__LISTA DE TAREAS__
A. Saca cada línea de las filas que contenga la cadena "thai", distinguiendo entre mayúsculas y minúsculas.
B. Prolonga el fragmento sobre Prusia, Rusia y el mar Báltico a partir de su última oración.

__FRAGMENTO DEL DOCUMENTO__
Se habría debido comprender que desde el día en que Prusia, apoyándose actualmente en toda Alemania y formando en una unidad indisoluble con esta última una potencia continental exesivamente fuerte, en una palabra, que desde que el nuevo imperio germánico, creado bajo la égida del cetro prusiano, ocupó en el mar Báltico su posición actual y amenazantes para todas las otras potencias bálticas, habría acabado la dominación de la Rusia petersburguesa sobre ese mar, que la gran creación política de Pedro el Grande sería destruida y con ella la potencia misma del Estado panruso se derrumbaría en el caso que, como compensación por la pérdida de la gran ruta marítima del norte, no se le abriese una nueva ruta en el sur.

__FILAS PROPORCIONADAS__
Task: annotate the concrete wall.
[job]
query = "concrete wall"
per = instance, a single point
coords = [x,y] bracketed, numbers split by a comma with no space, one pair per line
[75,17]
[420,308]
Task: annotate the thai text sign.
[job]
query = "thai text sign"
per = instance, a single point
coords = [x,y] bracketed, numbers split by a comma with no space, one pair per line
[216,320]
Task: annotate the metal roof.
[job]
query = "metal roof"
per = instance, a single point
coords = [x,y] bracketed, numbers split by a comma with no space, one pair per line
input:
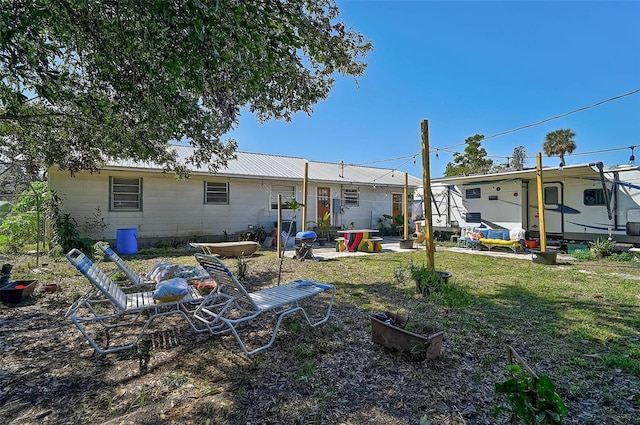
[528,174]
[266,166]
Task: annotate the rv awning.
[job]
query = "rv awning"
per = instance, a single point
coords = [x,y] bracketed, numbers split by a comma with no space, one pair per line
[548,174]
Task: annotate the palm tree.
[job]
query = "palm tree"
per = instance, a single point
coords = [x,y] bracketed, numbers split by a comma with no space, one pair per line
[558,143]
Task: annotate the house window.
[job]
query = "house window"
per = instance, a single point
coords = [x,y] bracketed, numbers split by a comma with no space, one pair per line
[473,217]
[473,193]
[288,195]
[126,194]
[593,197]
[351,197]
[216,193]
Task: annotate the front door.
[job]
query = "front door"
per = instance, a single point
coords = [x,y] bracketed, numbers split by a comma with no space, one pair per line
[396,207]
[324,201]
[553,208]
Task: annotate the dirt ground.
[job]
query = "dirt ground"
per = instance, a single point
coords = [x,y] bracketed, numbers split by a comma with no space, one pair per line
[332,374]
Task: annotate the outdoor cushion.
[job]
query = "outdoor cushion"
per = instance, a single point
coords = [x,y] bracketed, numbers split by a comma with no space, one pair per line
[171,290]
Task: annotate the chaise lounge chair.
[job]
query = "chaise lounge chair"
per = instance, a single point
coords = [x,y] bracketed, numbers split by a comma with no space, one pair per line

__RESPUESTAS POR TAREA__
A.
Task: annotate the thai text sign.
query = "thai text sign"

B.
Está claro que son los alemanes los que van ahora a dominar el Báltico. Es verdad que la entrada en ese mar se encuentra aún en manos de Dinamarca. Pero ¿no se ve ya que ese pobre Estado no tendrá pronto otra elección que la de convertirse en primer lugar en un Estado libremente federado para ser pronto totalmente devorado por la centralización del Estado pangermánico? Eso significaría que en un corto lapso de tiempo el mar Báltico se transformaría en un mar exclusivamente alemán, y que Petersburgo deberá perder todo valor político.

El príncipe Gortchakof habría debido saberlo cuando consintió en el reparto del reino danés y en la anexión a Prusia del Schleswig y de Holstein. Y por la fuerza misma de los acontecimientos somos llevados al dilema siguiente: o bien ha traicionado a Rusia o bien se aseguró, en cambio del sacrificio de la dominación del Estado panruso en el noroeste, un compromiso formal del príncipe de Bismarck de ayudar a Rusia a conquistar un nuevo poder en el sureste.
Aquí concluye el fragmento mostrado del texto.